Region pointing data
——

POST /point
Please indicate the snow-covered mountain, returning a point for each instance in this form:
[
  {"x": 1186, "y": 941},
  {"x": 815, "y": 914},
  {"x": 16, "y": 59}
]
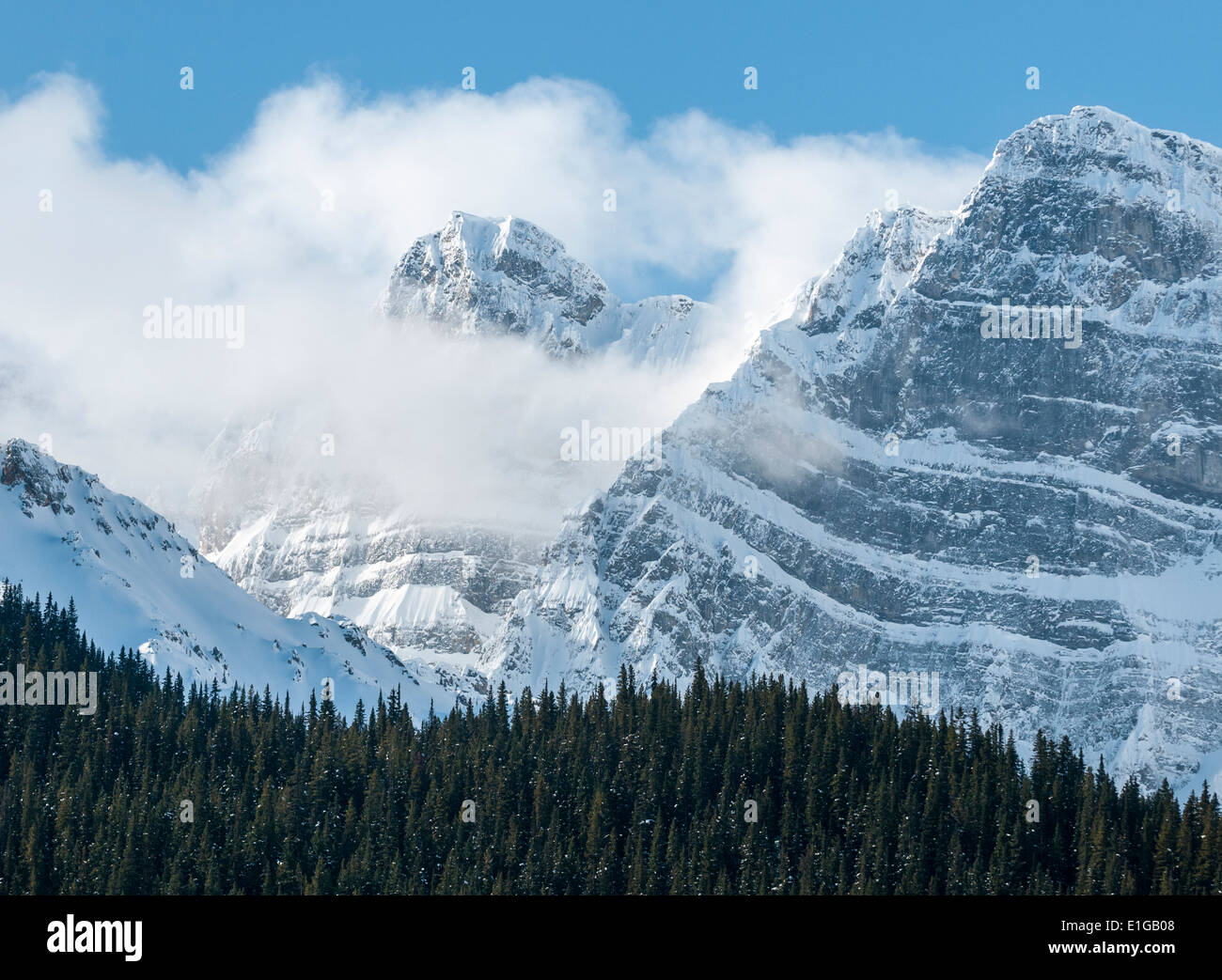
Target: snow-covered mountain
[
  {"x": 321, "y": 540},
  {"x": 306, "y": 543},
  {"x": 1035, "y": 520},
  {"x": 504, "y": 275},
  {"x": 138, "y": 583}
]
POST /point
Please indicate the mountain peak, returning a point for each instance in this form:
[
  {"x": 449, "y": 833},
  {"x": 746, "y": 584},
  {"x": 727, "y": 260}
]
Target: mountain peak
[{"x": 506, "y": 275}]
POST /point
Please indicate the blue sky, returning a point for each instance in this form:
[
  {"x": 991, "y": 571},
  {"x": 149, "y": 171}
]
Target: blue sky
[{"x": 954, "y": 78}]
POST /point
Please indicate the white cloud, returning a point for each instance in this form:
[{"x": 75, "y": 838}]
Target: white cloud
[{"x": 696, "y": 198}]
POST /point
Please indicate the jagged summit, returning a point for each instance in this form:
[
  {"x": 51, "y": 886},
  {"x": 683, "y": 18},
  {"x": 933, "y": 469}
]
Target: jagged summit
[
  {"x": 884, "y": 484},
  {"x": 506, "y": 275}
]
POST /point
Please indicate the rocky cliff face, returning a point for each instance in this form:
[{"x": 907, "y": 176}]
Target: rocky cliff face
[
  {"x": 480, "y": 275},
  {"x": 884, "y": 482}
]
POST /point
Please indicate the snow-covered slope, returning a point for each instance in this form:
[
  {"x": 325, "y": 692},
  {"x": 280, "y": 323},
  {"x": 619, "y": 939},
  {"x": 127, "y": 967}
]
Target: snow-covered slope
[
  {"x": 138, "y": 584},
  {"x": 505, "y": 275},
  {"x": 1037, "y": 521},
  {"x": 304, "y": 540}
]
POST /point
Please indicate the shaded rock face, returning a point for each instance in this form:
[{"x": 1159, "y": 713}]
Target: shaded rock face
[
  {"x": 1038, "y": 523},
  {"x": 480, "y": 275}
]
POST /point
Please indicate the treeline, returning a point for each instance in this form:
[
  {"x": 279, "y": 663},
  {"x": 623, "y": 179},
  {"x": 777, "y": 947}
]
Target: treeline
[{"x": 726, "y": 788}]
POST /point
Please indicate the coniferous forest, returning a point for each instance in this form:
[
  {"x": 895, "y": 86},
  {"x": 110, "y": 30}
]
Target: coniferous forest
[{"x": 722, "y": 788}]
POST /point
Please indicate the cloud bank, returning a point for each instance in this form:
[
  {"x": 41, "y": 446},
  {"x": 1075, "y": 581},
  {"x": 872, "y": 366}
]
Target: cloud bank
[{"x": 300, "y": 224}]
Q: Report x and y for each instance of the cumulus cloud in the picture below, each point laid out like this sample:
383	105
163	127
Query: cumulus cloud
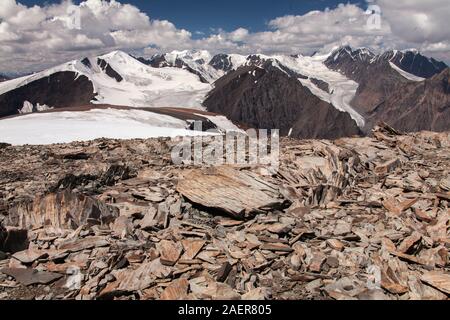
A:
32	38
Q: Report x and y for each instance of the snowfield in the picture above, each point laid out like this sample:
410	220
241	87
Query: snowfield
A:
405	74
142	85
68	126
342	90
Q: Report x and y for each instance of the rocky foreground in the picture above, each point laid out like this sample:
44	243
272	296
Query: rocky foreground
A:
355	218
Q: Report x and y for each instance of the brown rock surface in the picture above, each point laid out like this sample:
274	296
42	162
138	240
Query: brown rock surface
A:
349	231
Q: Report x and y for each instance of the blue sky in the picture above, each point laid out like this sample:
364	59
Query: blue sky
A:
205	15
146	27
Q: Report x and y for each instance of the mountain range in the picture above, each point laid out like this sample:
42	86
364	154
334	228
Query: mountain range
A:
343	93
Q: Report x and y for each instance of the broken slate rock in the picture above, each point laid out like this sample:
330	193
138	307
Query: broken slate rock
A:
28	277
66	210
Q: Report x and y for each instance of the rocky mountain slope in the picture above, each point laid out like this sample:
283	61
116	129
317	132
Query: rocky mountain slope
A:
365	218
418	105
357	83
391	79
268	98
115	78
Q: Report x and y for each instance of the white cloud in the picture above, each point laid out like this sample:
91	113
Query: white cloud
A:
32	38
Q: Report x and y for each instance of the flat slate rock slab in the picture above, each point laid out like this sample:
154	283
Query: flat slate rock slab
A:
238	193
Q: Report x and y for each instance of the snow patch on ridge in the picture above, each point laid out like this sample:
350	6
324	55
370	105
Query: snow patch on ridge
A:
68	126
405	74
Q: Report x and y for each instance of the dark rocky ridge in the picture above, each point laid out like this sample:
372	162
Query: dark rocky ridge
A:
61	89
415	63
267	98
221	62
376	78
418	105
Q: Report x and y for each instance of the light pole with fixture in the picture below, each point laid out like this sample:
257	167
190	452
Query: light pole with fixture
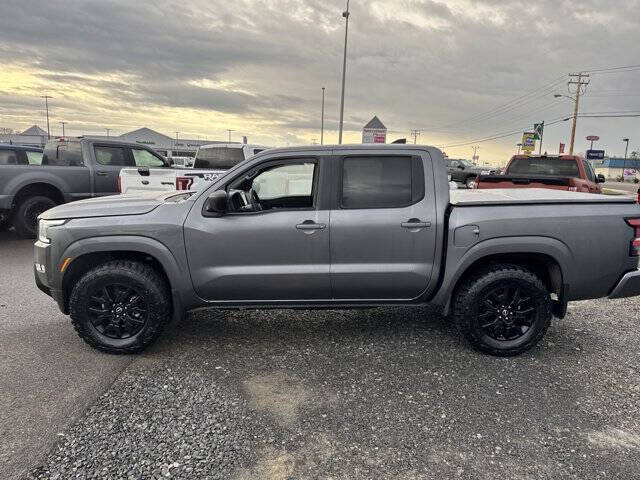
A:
626	150
345	14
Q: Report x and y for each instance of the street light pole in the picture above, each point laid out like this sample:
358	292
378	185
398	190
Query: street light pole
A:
322	120
345	14
626	150
46	105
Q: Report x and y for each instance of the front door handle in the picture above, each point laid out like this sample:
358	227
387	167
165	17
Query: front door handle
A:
415	223
310	226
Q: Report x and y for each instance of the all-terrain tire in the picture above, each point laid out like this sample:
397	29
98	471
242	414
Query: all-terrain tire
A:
142	279
470	300
24	218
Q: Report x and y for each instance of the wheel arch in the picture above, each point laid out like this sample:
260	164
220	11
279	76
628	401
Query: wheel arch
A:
546	257
88	253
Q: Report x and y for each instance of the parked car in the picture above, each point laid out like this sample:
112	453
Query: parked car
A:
68	169
337	227
210	162
560	172
465	172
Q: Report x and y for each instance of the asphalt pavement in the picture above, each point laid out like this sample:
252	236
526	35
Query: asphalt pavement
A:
383	393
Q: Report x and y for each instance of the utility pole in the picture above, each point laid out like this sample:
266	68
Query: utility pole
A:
322	120
345	14
626	150
46	105
580	82
475	154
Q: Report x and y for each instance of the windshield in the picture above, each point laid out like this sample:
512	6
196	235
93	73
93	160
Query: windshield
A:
218	157
544	166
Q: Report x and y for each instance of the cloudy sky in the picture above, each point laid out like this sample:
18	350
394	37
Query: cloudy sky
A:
461	71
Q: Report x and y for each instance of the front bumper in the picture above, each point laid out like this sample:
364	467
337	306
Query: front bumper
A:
627	286
44	276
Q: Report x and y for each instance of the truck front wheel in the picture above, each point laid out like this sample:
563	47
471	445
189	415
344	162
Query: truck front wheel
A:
120	306
25	217
503	310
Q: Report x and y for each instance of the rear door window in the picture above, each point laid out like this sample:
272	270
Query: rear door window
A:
112	156
63	155
144	158
218	157
381	182
544	166
9	157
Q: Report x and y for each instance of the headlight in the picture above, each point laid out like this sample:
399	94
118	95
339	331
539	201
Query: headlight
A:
43	229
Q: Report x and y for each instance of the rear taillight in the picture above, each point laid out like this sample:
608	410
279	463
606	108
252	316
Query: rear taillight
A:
634	249
184	183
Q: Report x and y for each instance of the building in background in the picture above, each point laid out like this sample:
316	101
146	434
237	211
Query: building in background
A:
33	136
374	131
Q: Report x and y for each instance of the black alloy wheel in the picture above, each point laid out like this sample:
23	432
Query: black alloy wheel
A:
117	311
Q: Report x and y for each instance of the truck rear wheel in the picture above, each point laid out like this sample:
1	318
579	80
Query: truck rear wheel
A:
120	306
25	217
503	310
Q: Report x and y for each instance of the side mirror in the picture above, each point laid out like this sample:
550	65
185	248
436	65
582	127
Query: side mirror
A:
216	204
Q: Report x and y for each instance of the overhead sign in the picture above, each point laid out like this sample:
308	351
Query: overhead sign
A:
538	129
528	141
595	154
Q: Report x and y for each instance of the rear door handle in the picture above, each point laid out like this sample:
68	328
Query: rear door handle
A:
415	223
309	225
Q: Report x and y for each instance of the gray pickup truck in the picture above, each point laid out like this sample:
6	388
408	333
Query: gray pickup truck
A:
337	227
71	169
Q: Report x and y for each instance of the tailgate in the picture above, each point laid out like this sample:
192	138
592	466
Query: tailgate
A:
523	181
144	179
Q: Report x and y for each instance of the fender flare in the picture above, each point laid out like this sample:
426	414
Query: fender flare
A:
548	246
139	244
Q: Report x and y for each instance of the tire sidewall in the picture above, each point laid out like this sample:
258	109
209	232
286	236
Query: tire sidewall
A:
20	223
154	297
469	308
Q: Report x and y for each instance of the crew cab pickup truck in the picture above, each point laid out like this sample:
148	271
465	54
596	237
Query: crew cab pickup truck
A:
68	169
337	227
559	172
210	162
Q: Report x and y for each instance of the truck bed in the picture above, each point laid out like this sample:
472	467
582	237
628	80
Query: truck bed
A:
509	196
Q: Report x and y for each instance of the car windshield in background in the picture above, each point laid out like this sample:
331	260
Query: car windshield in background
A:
218	157
544	166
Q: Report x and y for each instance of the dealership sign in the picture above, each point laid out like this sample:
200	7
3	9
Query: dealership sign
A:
595	154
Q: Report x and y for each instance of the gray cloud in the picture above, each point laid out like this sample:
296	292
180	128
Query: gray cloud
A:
416	63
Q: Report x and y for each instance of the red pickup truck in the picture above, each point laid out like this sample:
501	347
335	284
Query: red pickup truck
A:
559	172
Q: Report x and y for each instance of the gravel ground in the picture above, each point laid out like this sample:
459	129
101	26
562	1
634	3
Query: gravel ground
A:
384	393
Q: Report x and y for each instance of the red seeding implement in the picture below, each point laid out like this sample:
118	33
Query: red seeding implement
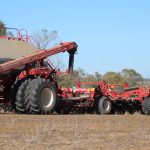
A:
27	84
104	99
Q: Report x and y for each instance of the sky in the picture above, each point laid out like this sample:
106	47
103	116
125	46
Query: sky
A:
111	34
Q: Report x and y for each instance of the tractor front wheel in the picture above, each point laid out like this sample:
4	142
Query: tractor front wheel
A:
40	96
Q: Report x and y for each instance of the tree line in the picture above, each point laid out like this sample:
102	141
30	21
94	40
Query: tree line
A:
130	76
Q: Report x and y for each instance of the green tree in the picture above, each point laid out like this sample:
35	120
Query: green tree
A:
44	37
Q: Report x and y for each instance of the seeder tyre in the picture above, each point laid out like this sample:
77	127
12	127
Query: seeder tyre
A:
40	96
104	105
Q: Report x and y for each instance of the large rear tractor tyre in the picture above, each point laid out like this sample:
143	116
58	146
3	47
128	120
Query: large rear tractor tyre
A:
40	96
146	106
20	102
104	105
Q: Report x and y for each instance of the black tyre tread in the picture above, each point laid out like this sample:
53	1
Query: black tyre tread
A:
101	108
19	104
32	95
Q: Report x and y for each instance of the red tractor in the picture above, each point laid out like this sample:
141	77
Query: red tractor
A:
27	84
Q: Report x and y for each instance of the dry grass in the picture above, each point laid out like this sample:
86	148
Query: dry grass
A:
76	132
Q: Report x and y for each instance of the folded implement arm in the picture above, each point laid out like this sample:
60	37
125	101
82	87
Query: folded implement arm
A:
70	47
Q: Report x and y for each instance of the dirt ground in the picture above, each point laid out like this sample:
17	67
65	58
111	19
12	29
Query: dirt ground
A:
74	132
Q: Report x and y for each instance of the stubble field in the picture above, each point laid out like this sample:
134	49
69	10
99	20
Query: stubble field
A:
74	132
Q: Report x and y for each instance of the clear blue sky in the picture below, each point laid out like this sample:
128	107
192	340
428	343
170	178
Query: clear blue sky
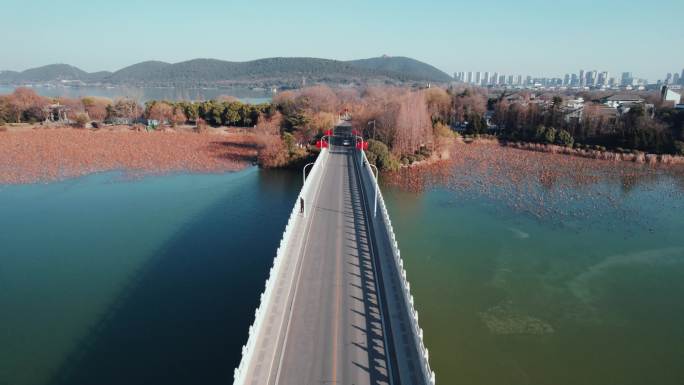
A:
523	36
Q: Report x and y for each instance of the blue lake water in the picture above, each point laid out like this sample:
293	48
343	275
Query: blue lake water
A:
108	280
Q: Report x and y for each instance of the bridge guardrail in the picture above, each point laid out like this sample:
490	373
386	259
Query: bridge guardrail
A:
417	332
266	296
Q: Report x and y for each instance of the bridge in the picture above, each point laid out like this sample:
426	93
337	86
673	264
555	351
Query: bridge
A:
337	307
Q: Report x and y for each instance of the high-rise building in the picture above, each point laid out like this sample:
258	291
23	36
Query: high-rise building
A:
592	78
574	80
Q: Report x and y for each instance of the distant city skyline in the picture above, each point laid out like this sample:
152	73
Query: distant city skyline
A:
524	37
581	77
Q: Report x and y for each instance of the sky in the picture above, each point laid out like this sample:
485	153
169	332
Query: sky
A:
540	38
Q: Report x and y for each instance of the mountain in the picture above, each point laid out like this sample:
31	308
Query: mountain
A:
137	72
279	71
411	69
52	72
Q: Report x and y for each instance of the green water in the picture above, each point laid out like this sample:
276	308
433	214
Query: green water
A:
106	280
506	297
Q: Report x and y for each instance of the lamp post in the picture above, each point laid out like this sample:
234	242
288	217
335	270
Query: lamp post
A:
372	121
375	201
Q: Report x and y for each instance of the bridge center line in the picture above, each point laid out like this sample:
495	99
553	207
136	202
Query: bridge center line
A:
302	254
338	305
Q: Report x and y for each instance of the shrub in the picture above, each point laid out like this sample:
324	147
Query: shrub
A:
81	120
201	126
539	133
379	155
679	147
564	138
550	135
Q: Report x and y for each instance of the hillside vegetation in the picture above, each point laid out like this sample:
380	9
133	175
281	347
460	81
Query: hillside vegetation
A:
279	71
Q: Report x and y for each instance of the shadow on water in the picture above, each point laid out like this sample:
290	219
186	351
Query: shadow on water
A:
184	316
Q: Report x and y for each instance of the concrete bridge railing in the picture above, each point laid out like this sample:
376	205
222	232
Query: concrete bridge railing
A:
295	220
416	331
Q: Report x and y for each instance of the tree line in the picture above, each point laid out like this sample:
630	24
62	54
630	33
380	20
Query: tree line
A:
25	106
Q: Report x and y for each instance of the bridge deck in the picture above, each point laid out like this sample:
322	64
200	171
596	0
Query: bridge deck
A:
328	326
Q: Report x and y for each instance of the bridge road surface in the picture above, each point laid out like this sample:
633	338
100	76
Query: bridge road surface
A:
328	325
335	334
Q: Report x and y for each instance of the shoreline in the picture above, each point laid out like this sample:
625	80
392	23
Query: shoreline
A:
48	155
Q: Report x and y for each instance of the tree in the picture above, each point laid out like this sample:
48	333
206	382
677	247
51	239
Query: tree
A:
126	109
550	135
178	116
24	100
564	138
160	111
379	155
96	108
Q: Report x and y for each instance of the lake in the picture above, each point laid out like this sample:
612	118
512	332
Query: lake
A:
143	94
110	280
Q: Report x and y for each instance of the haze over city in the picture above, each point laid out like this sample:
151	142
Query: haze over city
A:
525	37
394	192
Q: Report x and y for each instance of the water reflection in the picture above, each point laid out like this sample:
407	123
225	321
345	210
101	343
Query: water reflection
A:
169	302
531	268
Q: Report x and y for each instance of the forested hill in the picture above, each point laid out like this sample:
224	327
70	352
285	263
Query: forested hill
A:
411	68
263	72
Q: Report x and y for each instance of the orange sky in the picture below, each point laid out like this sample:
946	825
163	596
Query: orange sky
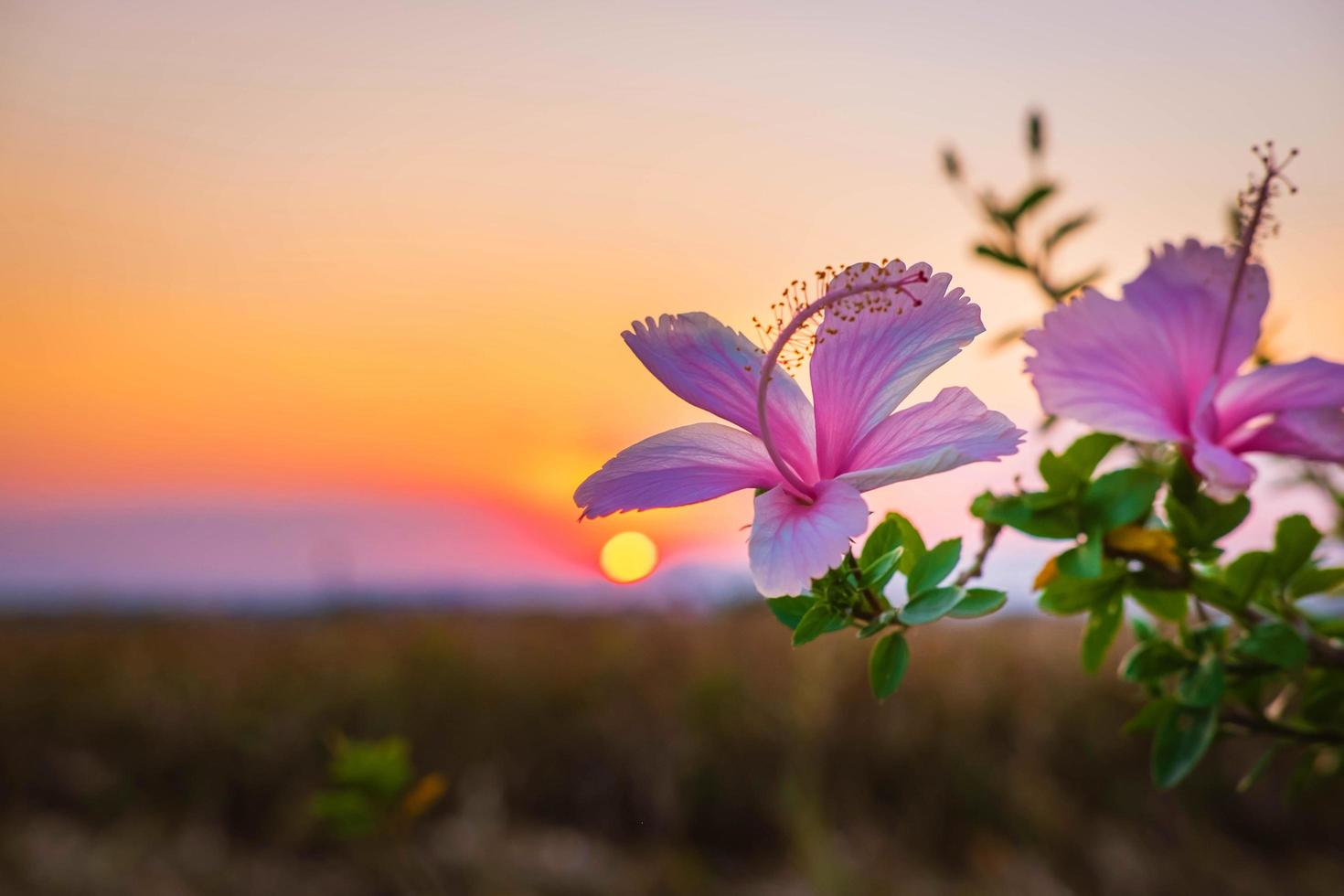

——

### EXERCISE
In the records above, locate every line with the string "parked" and copy it.

### RESPONSE AREA
Q: Report x and y for each instance of the parked car in the picture above, each point laid out like this sample:
Query: parked car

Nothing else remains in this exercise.